Requirement
What you give back must match the records below word for word.

Record extracts
────────────────────

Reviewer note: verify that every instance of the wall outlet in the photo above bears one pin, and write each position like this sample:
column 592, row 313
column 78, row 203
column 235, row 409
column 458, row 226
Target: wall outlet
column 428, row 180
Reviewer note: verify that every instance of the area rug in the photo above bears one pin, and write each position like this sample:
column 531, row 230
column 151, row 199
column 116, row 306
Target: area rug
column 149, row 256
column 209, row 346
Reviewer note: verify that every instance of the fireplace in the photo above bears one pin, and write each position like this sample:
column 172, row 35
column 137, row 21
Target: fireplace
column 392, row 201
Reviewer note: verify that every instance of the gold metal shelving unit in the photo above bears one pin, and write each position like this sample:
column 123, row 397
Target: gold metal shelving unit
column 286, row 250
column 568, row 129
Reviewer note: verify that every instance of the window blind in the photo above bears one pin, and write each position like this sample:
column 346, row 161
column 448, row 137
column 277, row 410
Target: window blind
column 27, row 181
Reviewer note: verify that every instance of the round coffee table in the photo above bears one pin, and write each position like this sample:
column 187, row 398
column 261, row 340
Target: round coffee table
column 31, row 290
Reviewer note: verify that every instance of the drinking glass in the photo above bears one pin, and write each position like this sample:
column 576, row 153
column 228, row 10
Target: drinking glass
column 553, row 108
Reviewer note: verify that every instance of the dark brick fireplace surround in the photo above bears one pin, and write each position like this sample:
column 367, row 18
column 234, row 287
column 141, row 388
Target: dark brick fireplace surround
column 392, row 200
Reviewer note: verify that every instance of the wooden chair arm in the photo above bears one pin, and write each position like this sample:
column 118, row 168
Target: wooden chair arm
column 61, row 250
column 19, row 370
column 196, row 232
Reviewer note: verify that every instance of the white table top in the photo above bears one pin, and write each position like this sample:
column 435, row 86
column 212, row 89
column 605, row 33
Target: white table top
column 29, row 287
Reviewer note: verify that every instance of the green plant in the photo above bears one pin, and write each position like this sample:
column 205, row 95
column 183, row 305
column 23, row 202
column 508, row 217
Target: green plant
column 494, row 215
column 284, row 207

────────────────────

Expected output
Reviewer note: verify that every instance of the wall outlet in the photo above bears one pin, and write each position like this sample:
column 592, row 313
column 78, row 203
column 235, row 409
column 458, row 226
Target: wall outlet
column 428, row 180
Reviewer note: verify that every instance of the area rug in the photo above bears one pin, and write each position like this sample:
column 531, row 230
column 151, row 199
column 116, row 306
Target: area rug
column 149, row 256
column 209, row 346
Reviewer note: verify that every instance of the fireplace in the photo above bears one pin, and write each position like this sample:
column 172, row 35
column 137, row 21
Target: fireplace
column 392, row 201
Reviewer note: verify that every instance of the gold metal shelving unit in the photo above bears one pin, and write each position like this sample:
column 123, row 397
Target: gold metal shelving unit
column 286, row 250
column 568, row 129
Reviewer note: verify that every instance of the window blind in the photo above bears one pin, and write each position like this sample:
column 346, row 161
column 448, row 137
column 277, row 410
Target: window blind
column 27, row 181
Reviewer note: verify that every instance of the round coffee table in the photo above bears one pin, and write each position like this sample:
column 187, row 398
column 261, row 340
Target: round coffee table
column 31, row 290
Reviewer note: verify that every instance of the drinking glass in the photo above bears one pin, and write each position like this sample:
column 576, row 153
column 228, row 10
Target: drinking glass
column 553, row 108
Reviewer note: verify that every instance of the dark brick fireplace surround in the photo above bears one pin, and write each position like this sample:
column 367, row 18
column 234, row 287
column 141, row 388
Target: dark brick fireplace surround
column 392, row 200
Reviewer note: verify that every instance of the wooden chair arm in the photo above bears one pin, and write each position like this sample:
column 118, row 168
Target: wooden chair arm
column 61, row 250
column 19, row 370
column 196, row 232
Reviewer note: verify that every instance of the white table top in the photo above bears one pin, and write each position like this sample:
column 435, row 86
column 212, row 89
column 605, row 33
Target: white table top
column 29, row 287
Reviewer note: verify that every instance of the green plant in the photo above bears one pin, and write each position like this sample:
column 205, row 95
column 183, row 305
column 23, row 202
column 508, row 217
Target: green plant
column 494, row 215
column 284, row 207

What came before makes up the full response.